>> Start Extracted records

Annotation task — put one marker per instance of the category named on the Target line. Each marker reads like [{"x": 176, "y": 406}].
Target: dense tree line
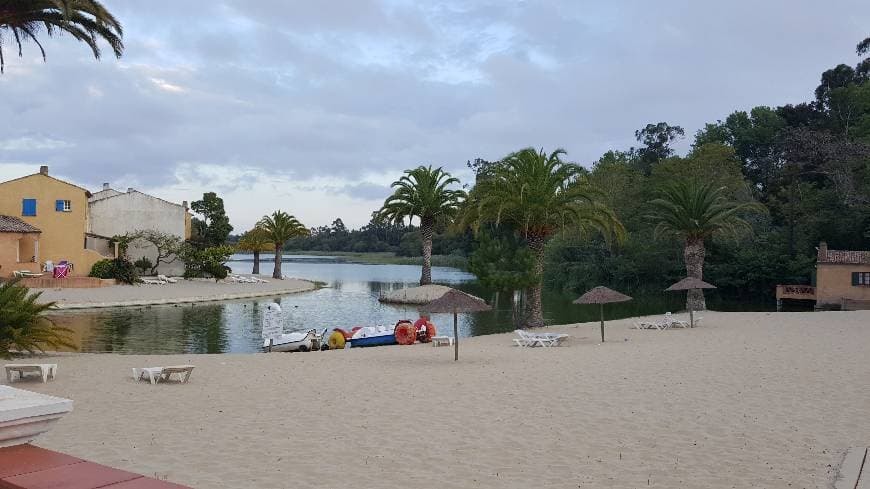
[{"x": 807, "y": 164}]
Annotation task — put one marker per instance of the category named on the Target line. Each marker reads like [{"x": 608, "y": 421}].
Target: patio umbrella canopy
[
  {"x": 456, "y": 301},
  {"x": 601, "y": 295},
  {"x": 690, "y": 283}
]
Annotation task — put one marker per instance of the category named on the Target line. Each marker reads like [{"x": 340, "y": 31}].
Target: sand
[
  {"x": 184, "y": 291},
  {"x": 423, "y": 294},
  {"x": 764, "y": 400}
]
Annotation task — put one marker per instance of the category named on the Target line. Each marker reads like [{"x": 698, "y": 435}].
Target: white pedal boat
[{"x": 296, "y": 341}]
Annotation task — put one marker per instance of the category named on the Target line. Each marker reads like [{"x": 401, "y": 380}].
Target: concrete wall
[
  {"x": 834, "y": 283},
  {"x": 15, "y": 254},
  {"x": 63, "y": 233},
  {"x": 135, "y": 211}
]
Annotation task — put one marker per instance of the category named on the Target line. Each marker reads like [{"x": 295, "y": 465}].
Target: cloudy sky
[{"x": 315, "y": 107}]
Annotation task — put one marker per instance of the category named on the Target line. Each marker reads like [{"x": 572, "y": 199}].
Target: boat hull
[
  {"x": 286, "y": 343},
  {"x": 387, "y": 339}
]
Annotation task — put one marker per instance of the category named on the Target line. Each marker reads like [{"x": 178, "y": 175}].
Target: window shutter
[{"x": 28, "y": 207}]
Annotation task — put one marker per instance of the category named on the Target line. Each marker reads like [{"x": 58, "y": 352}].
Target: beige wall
[
  {"x": 834, "y": 283},
  {"x": 15, "y": 253},
  {"x": 63, "y": 233}
]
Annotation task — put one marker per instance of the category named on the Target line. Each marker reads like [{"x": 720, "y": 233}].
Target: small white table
[
  {"x": 45, "y": 370},
  {"x": 442, "y": 341}
]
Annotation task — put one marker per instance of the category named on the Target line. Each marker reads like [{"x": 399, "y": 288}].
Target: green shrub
[
  {"x": 143, "y": 265},
  {"x": 119, "y": 269},
  {"x": 208, "y": 262},
  {"x": 23, "y": 327}
]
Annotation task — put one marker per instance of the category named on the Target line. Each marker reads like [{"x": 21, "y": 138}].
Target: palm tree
[
  {"x": 695, "y": 212},
  {"x": 255, "y": 240},
  {"x": 538, "y": 194},
  {"x": 23, "y": 325},
  {"x": 280, "y": 227},
  {"x": 423, "y": 193},
  {"x": 85, "y": 20}
]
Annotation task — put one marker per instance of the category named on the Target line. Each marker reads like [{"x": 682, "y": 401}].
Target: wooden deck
[
  {"x": 796, "y": 292},
  {"x": 47, "y": 282},
  {"x": 31, "y": 467}
]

>> End Extracted records

*Work instructions*
Each line in the records above should be reproduced exactly; images are not copied.

*Answer below*
Annotation task — put one marker per instance of the category named on the Target line. Each marker reads like [{"x": 176, "y": 406}].
Target: dense tree line
[{"x": 807, "y": 164}]
Annotation task — put one marker per instance of the category named on the Target line. Each marker reads like [{"x": 608, "y": 421}].
Target: patio umbrella canopy
[
  {"x": 456, "y": 301},
  {"x": 601, "y": 295},
  {"x": 690, "y": 283}
]
Annotation task — put one marker per instance of the category named on the Target line. Each marker reads like [{"x": 340, "y": 31}].
Target: sand
[
  {"x": 184, "y": 291},
  {"x": 423, "y": 294},
  {"x": 764, "y": 400}
]
Annotation task — put one marker per instance of the category named on the Target line. Each marker reads like [{"x": 698, "y": 435}].
Target: white pedal boat
[{"x": 296, "y": 341}]
Annotation task — put one marker per instance of the category named on the Target line. Each marker reads like [{"x": 401, "y": 380}].
Target: concrete wall
[
  {"x": 834, "y": 283},
  {"x": 15, "y": 254},
  {"x": 63, "y": 233},
  {"x": 135, "y": 211}
]
Annotation task — put one marker per instance of the category named on the Target line. Each marker reads like [{"x": 295, "y": 465}].
Target: cloudy sky
[{"x": 315, "y": 107}]
Annotation task — put one marker per instance of the category named on the Target line. Each marker reads like [{"x": 572, "y": 199}].
Target: boat hull
[
  {"x": 286, "y": 343},
  {"x": 387, "y": 339}
]
Annotation task — put one marker per instance of the category named on the Target line. Each marker reads like [{"x": 178, "y": 175}].
Target: window shutter
[{"x": 28, "y": 207}]
Annotation task — put one marker per instance of the category named on the Target line. Each marker reads like [{"x": 58, "y": 352}].
Target: beige wall
[
  {"x": 834, "y": 283},
  {"x": 15, "y": 253},
  {"x": 63, "y": 233}
]
Annotation task — put one marker per instance of the category named on the Target line. Each marker reads like [{"x": 720, "y": 233}].
Target: small white table
[
  {"x": 45, "y": 370},
  {"x": 442, "y": 341}
]
Annotation task — put one marker per instance of the category named on the Target line. Each marker reads like [{"x": 399, "y": 288}].
Target: green shrub
[
  {"x": 143, "y": 265},
  {"x": 119, "y": 269},
  {"x": 208, "y": 262},
  {"x": 23, "y": 327}
]
Annotation task — put one marker per instance of the category named on the Target line. Each marker reads like [{"x": 21, "y": 138}].
Target: palm tree
[
  {"x": 695, "y": 212},
  {"x": 255, "y": 240},
  {"x": 538, "y": 194},
  {"x": 23, "y": 325},
  {"x": 280, "y": 227},
  {"x": 423, "y": 193},
  {"x": 85, "y": 20}
]
Annotation task — put one marker per instance of the category named on the Target line. Each marker reads like [{"x": 682, "y": 401}].
Target: wooden deck
[
  {"x": 796, "y": 292},
  {"x": 47, "y": 282},
  {"x": 31, "y": 467}
]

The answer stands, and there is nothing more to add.